## STATED GOAL
Your task is to write out the lines from the line containing "In the photograph above, where can the hillside" through the last line of the material, exactly.

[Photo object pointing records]
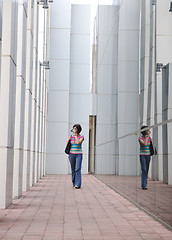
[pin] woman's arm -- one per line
(69, 138)
(79, 141)
(144, 142)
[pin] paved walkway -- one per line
(157, 199)
(53, 210)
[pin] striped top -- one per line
(76, 148)
(144, 149)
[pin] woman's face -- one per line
(75, 130)
(148, 132)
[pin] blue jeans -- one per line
(144, 161)
(76, 163)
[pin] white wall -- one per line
(128, 85)
(107, 59)
(80, 98)
(58, 95)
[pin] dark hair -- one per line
(144, 132)
(78, 127)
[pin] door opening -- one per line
(92, 142)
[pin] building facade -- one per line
(112, 77)
(23, 97)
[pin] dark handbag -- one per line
(152, 152)
(68, 147)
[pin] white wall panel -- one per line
(80, 49)
(80, 75)
(59, 75)
(83, 14)
(60, 43)
(60, 14)
(56, 164)
(79, 107)
(56, 130)
(58, 106)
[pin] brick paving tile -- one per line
(54, 210)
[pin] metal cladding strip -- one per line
(136, 132)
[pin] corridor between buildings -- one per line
(54, 210)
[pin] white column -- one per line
(7, 99)
(28, 97)
(169, 126)
(20, 100)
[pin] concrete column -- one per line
(28, 97)
(163, 55)
(34, 93)
(7, 98)
(153, 170)
(166, 129)
(20, 100)
(144, 61)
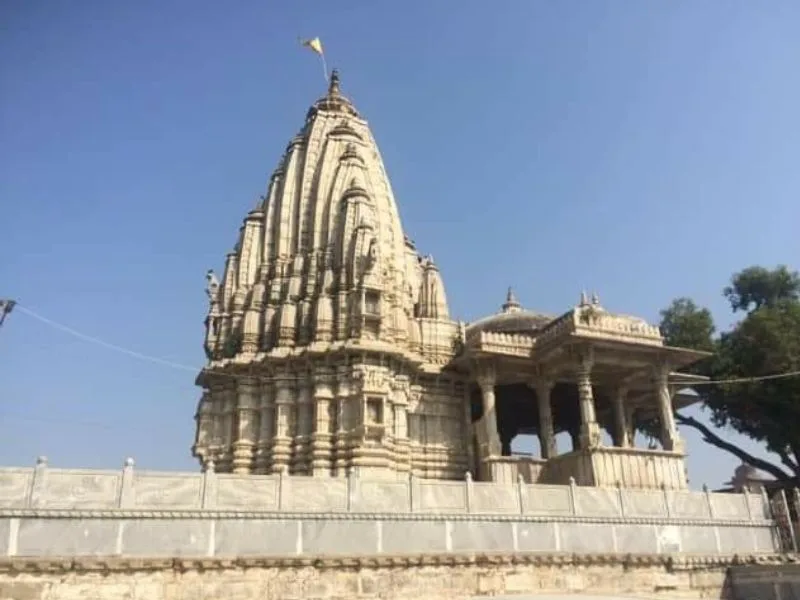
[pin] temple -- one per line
(331, 349)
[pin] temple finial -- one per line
(511, 303)
(333, 84)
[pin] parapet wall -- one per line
(58, 512)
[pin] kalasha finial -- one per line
(511, 303)
(333, 85)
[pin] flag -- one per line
(314, 44)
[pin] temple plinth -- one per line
(331, 349)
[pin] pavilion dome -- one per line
(512, 318)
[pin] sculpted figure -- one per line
(212, 284)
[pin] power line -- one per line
(6, 306)
(174, 365)
(109, 346)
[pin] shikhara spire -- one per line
(331, 347)
(323, 258)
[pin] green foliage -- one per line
(765, 342)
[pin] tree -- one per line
(764, 343)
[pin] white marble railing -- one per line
(612, 466)
(43, 489)
(509, 469)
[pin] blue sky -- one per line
(643, 150)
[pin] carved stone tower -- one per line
(328, 333)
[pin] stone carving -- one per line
(323, 278)
(212, 285)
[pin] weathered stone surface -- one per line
(432, 577)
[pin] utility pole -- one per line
(6, 306)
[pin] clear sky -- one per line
(646, 150)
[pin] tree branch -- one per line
(713, 439)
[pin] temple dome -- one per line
(512, 318)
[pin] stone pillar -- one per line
(486, 380)
(547, 438)
(670, 440)
(621, 428)
(282, 442)
(321, 439)
(303, 428)
(400, 406)
(266, 429)
(227, 421)
(247, 389)
(590, 430)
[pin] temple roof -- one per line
(512, 318)
(333, 100)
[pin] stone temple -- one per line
(331, 348)
(356, 440)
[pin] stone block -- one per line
(255, 537)
(253, 492)
(547, 500)
(309, 494)
(409, 537)
(79, 489)
(536, 537)
(586, 537)
(67, 537)
(495, 498)
(167, 491)
(597, 502)
(381, 496)
(698, 539)
(482, 536)
(14, 486)
(636, 539)
(172, 538)
(442, 497)
(327, 537)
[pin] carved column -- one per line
(343, 424)
(245, 425)
(621, 428)
(266, 429)
(547, 438)
(590, 430)
(321, 439)
(670, 440)
(282, 443)
(226, 426)
(400, 432)
(491, 438)
(303, 427)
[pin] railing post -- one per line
(283, 488)
(208, 499)
(766, 505)
(789, 524)
(352, 487)
(468, 491)
(709, 501)
(573, 505)
(746, 492)
(411, 485)
(126, 490)
(38, 481)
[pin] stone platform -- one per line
(433, 577)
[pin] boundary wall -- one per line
(67, 512)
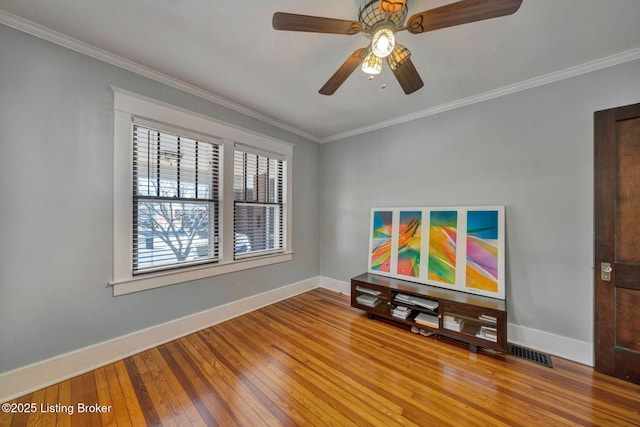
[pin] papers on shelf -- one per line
(367, 291)
(401, 312)
(368, 300)
(421, 302)
(429, 320)
(489, 319)
(487, 333)
(452, 323)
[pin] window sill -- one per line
(166, 278)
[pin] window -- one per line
(259, 203)
(193, 197)
(175, 199)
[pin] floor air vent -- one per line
(532, 355)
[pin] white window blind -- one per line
(259, 203)
(175, 199)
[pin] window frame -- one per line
(128, 105)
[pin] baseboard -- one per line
(567, 348)
(34, 377)
(335, 285)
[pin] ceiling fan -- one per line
(380, 20)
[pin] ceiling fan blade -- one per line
(392, 6)
(459, 13)
(344, 72)
(407, 75)
(314, 24)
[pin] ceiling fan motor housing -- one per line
(370, 15)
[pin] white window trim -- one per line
(127, 105)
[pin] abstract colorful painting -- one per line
(443, 239)
(459, 248)
(482, 250)
(381, 241)
(409, 241)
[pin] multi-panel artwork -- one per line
(459, 248)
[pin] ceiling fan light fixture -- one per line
(383, 42)
(399, 56)
(372, 65)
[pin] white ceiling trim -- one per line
(45, 33)
(599, 64)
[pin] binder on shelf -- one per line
(367, 291)
(487, 333)
(401, 312)
(452, 323)
(368, 300)
(489, 319)
(429, 320)
(413, 300)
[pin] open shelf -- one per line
(476, 320)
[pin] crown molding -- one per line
(60, 39)
(599, 64)
(45, 33)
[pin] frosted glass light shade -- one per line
(372, 64)
(383, 42)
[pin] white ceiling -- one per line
(229, 50)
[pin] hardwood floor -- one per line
(314, 360)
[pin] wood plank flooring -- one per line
(313, 360)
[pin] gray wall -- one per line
(56, 192)
(531, 151)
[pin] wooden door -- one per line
(617, 242)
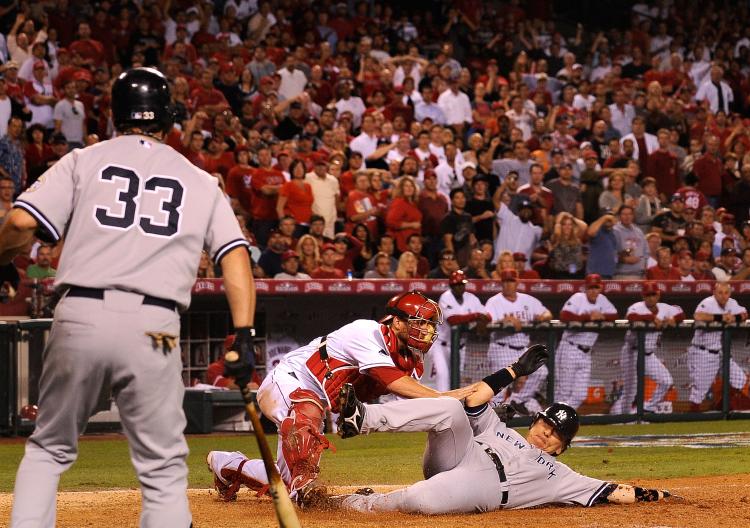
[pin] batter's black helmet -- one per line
(140, 98)
(563, 418)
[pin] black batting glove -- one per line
(239, 362)
(534, 357)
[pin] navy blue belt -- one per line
(98, 293)
(510, 346)
(582, 348)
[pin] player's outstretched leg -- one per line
(233, 469)
(352, 412)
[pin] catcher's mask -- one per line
(563, 418)
(421, 315)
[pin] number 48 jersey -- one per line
(135, 193)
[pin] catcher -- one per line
(473, 461)
(377, 358)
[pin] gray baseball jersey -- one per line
(135, 196)
(580, 305)
(525, 307)
(461, 475)
(711, 339)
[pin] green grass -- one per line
(396, 458)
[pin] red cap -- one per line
(509, 275)
(650, 287)
(289, 254)
(457, 277)
(83, 75)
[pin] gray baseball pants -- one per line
(461, 477)
(93, 341)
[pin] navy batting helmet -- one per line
(141, 99)
(563, 418)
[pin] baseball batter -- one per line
(515, 310)
(135, 215)
(458, 307)
(704, 352)
(661, 315)
(377, 357)
(473, 461)
(573, 355)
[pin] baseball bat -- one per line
(285, 512)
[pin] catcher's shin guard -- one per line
(302, 443)
(234, 479)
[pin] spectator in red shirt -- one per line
(361, 207)
(327, 268)
(296, 198)
(433, 206)
(266, 183)
(664, 270)
(709, 169)
(218, 156)
(90, 50)
(662, 165)
(403, 217)
(206, 98)
(414, 243)
(238, 180)
(38, 153)
(519, 261)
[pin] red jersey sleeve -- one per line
(386, 375)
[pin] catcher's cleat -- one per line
(364, 491)
(352, 413)
(229, 481)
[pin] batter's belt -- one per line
(98, 293)
(500, 470)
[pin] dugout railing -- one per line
(472, 351)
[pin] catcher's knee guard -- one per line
(301, 440)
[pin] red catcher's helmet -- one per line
(457, 277)
(422, 315)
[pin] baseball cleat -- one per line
(352, 413)
(234, 480)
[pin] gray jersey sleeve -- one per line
(50, 199)
(223, 233)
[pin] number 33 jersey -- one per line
(135, 215)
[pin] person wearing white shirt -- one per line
(718, 93)
(367, 142)
(520, 117)
(456, 106)
(622, 113)
(351, 103)
(639, 130)
(517, 233)
(293, 80)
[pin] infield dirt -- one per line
(722, 501)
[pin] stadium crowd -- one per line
(384, 139)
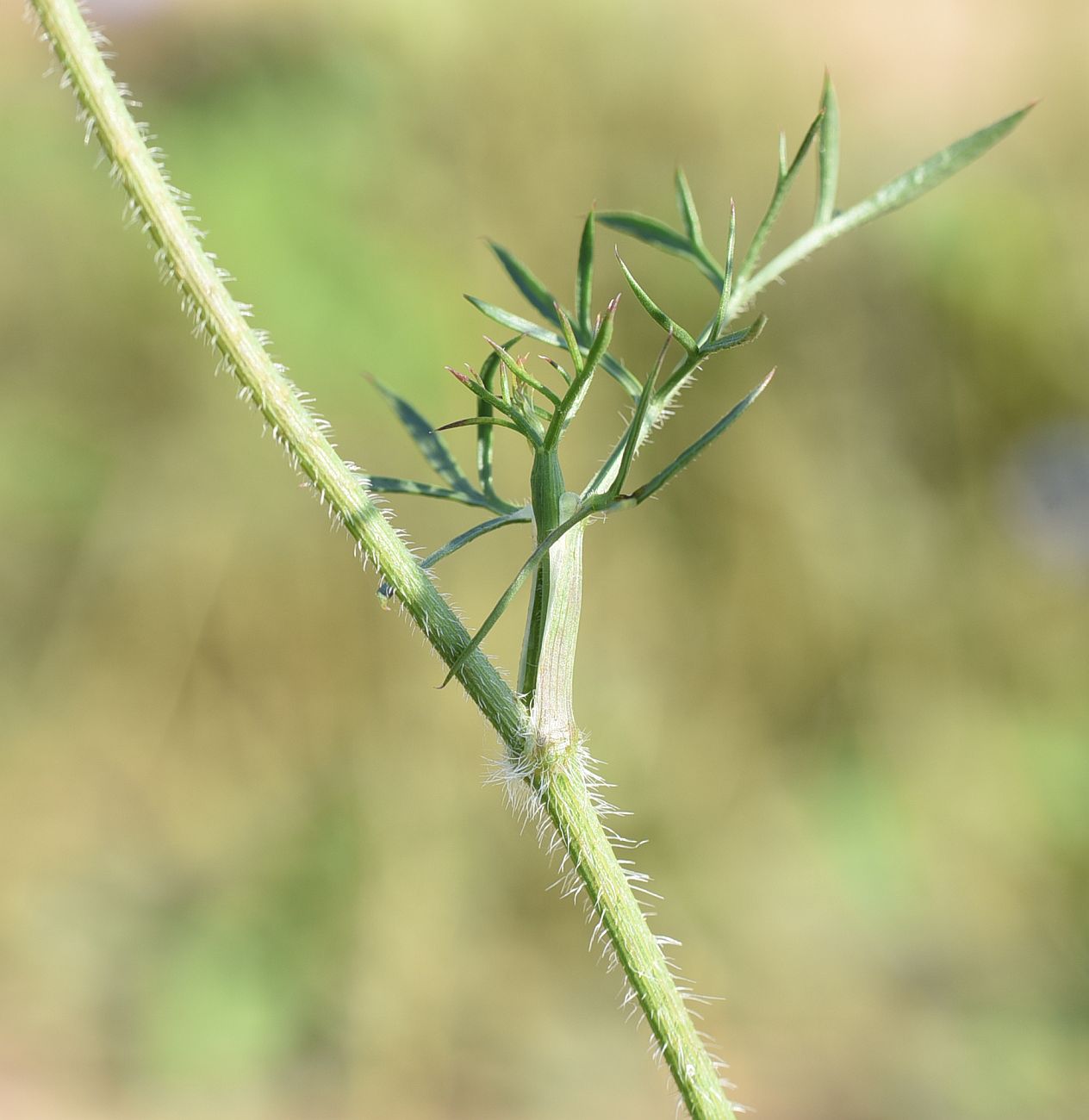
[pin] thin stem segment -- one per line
(562, 788)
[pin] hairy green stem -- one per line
(557, 777)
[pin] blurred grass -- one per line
(246, 862)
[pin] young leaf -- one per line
(499, 403)
(657, 314)
(686, 457)
(727, 277)
(536, 294)
(687, 208)
(432, 446)
(827, 155)
(579, 385)
(635, 428)
(584, 280)
(610, 364)
(383, 484)
(569, 339)
(652, 232)
(485, 436)
(783, 183)
(514, 518)
(737, 337)
(519, 372)
(894, 194)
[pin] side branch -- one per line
(565, 798)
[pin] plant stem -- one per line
(557, 777)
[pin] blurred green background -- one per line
(249, 865)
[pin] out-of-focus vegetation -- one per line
(248, 865)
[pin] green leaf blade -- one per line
(652, 232)
(687, 208)
(536, 294)
(432, 446)
(384, 484)
(737, 337)
(642, 493)
(931, 172)
(657, 314)
(584, 279)
(613, 366)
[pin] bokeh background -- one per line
(249, 862)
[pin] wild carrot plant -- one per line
(545, 766)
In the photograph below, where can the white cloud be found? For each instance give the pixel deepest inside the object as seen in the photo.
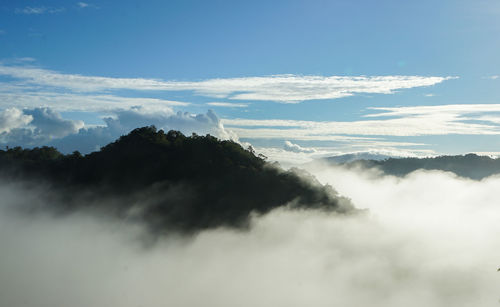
(289, 146)
(408, 121)
(44, 126)
(227, 104)
(13, 118)
(30, 10)
(430, 239)
(278, 88)
(19, 96)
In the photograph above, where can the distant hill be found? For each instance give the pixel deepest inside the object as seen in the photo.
(169, 181)
(470, 166)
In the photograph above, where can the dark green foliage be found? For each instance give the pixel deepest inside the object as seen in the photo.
(171, 181)
(469, 166)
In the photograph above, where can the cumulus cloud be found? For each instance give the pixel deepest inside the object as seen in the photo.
(289, 146)
(434, 248)
(13, 118)
(45, 126)
(278, 88)
(34, 127)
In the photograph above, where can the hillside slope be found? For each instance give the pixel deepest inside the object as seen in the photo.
(169, 181)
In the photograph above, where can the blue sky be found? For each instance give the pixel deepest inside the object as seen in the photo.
(328, 76)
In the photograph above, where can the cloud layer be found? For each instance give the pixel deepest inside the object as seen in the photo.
(435, 249)
(44, 126)
(278, 88)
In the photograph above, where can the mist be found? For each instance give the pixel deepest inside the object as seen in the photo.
(427, 239)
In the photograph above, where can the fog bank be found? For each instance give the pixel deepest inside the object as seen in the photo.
(430, 239)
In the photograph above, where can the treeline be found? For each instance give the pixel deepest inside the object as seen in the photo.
(470, 166)
(169, 181)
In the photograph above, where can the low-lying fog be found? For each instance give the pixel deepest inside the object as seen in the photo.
(430, 239)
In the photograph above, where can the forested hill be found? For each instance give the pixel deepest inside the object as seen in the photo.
(169, 181)
(469, 166)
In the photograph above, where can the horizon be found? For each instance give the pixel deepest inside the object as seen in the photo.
(329, 78)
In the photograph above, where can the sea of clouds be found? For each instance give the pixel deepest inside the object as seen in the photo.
(429, 239)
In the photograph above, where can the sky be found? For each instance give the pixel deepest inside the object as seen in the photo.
(296, 80)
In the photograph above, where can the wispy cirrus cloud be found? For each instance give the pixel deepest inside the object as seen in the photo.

## TASK RESULT
In the photograph above, where can the hillside slope be found? For each instance give the pixel deepest inside the object as seen in the photo.
(169, 181)
In the photograph above, where can the blue sky be found? For each instance give the pixel deepest inside the object as seen in the photo.
(328, 76)
In the photograph above, where can the cloud layer be found? For each instance give the pixel deepest inside the object as seen in the photo.
(435, 249)
(44, 126)
(278, 88)
In the photograph above, where can the mist be found? For each instance give the pixel deepest inside the object as seen in the photo.
(427, 239)
In the photograph above, where can the fog bank be found? For each instance give the pixel deepest inside the object as seen in the photo.
(430, 239)
In the photograph above, where can the treeline be found? For each instance give the pixel deepest inside the object as seen in the photo.
(470, 166)
(169, 181)
In the photograph above, where can the low-lying fog be found? For each instance give the pixel deepest inside the object as seen in the photo.
(430, 239)
In the photograph above, where can the forested hill be found? For each instance give the pixel deepest inside the object as seen in the photo.
(169, 181)
(469, 166)
In the photograph above, where can the horizon be found? For each instance give the pixel deepest inside the object as seen in the photo.
(329, 78)
In the photograph above, where can the sea of clouds be found? For each instance give the pixel deepest inside the object as seen in the photo.
(429, 239)
In the photograph above, where can the sky be found? For each instance give the pixel deepest inside the object as seen in the photo.
(296, 80)
In the photograph above, where can the wispy cirrus cloud be found? For each instance give the pixel deepest inside the object as seen in the photo.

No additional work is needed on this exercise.